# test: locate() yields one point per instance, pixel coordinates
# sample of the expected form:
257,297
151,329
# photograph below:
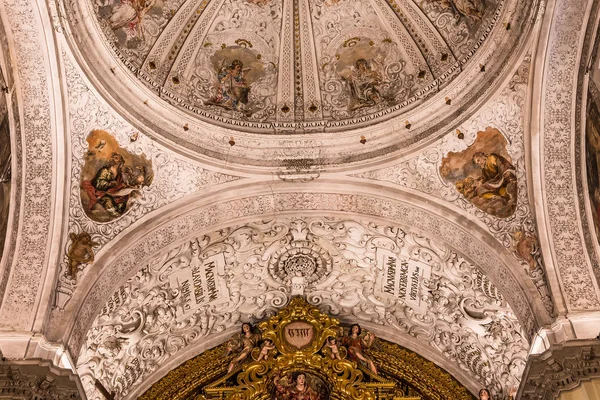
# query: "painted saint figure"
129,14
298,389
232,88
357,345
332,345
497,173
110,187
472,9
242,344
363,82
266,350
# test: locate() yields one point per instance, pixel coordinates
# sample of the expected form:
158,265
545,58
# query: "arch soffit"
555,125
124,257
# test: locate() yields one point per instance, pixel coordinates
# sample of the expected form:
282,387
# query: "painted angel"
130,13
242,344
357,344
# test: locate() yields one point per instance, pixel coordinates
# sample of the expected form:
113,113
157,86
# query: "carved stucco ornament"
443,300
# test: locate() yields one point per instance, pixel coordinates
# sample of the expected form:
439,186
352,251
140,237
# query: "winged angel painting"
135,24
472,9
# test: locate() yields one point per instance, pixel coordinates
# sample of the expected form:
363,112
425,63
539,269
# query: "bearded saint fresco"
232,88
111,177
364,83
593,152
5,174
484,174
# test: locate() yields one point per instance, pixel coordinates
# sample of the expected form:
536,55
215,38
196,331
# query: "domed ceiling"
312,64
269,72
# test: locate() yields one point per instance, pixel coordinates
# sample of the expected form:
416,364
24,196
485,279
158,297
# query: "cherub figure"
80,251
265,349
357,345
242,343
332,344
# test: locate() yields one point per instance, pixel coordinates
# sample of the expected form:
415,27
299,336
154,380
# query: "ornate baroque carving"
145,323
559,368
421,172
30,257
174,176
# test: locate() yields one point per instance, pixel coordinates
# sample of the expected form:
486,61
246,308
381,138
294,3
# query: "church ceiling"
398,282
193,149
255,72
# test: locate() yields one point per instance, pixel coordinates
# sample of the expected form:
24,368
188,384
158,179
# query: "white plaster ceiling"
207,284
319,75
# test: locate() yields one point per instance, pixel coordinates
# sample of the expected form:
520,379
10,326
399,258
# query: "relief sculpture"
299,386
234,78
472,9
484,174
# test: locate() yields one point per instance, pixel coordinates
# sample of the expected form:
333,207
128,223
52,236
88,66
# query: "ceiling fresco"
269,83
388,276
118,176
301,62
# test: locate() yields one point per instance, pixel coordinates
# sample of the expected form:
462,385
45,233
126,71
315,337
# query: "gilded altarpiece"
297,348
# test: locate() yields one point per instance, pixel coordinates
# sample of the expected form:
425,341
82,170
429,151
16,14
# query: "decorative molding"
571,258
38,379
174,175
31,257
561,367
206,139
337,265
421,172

### GIVEN PROBLEM
From the records given above, reproduce all text exactly and exclude each picture.

### RESULT BELOW
# test: locate() yields one point per instance, pixel coordinates
# sample of the expected form:
257,297
151,329
# photograph below:
# query: "painted saint figure"
129,14
298,389
232,88
357,345
332,345
497,173
110,187
472,9
242,344
363,82
266,350
# test: locate() yields one point per instance, pixel coordinates
# sample of the expected form:
158,265
545,58
# query: "arch soffit"
555,125
124,257
# test: locate() yields one point per instance, pixel coordinates
# sample of the expected form:
282,387
# query: "painted angel"
130,13
242,344
357,344
# test: locate() yields one point per instance, pixel coordinates
# sample of the expected form:
113,113
157,86
# query: "carved stucco ornament"
443,300
# test: locate() yields one point per instance, pixel coordinates
# sample of the expected form:
439,186
352,251
140,237
# query: "winged angel painting"
135,24
472,9
# test: locate() yields one point per instance, pixel coordinates
# sample of the expected form:
363,112
425,63
539,269
# query: "bearded saint fresco"
232,88
111,177
364,83
593,152
5,174
484,174
# test: locate() yields one point per instance, pixel coordinates
# sample of the expected form:
536,55
215,38
196,331
# query: "domed ceiling"
312,64
269,72
# test: locate() yields one point per instance, pixel coordinates
# sample of the expected form:
416,364
24,196
485,279
158,297
# query: "cherub figure"
80,251
265,349
357,345
242,343
332,344
# test: locate() yields one point per instance, pixel coordinates
# sample of the expected form:
415,27
299,336
154,380
# query: "ornate baroque carving"
145,323
559,368
421,172
30,257
174,176
# test: locate() yields one point per instance, pixel coordinates
# sample of the expected form:
486,61
246,308
381,138
294,3
# query: "church ceiling"
398,282
193,149
255,72
# test: locate() yields one point per instance, pixel coordinates
# sample of the expected form:
24,368
188,384
158,179
# query: "white plaster ceiling"
207,284
319,75
# test: locate() yields one point per instance, pixel coordinates
# sample of the expected form:
520,379
10,326
399,258
# query: "relief sculpture"
299,386
234,78
472,9
484,174
# test: locate() yields one point per instance, pixel coordinates
# sample of the expected form:
333,207
128,223
52,236
88,66
# query: "ceiling fresco"
269,83
388,276
118,176
301,62
# test: locate() yields one point per instance, pixel coordinates
# sample of the expected form:
462,385
45,233
126,71
315,337
# query: "gilded altarpiece"
297,348
# test: locate() yields one point per instance, pixel coordinates
# sample of the expected form:
425,341
82,170
429,151
16,14
# query: "decorative molding"
571,258
38,379
174,175
31,257
561,367
206,139
337,265
421,172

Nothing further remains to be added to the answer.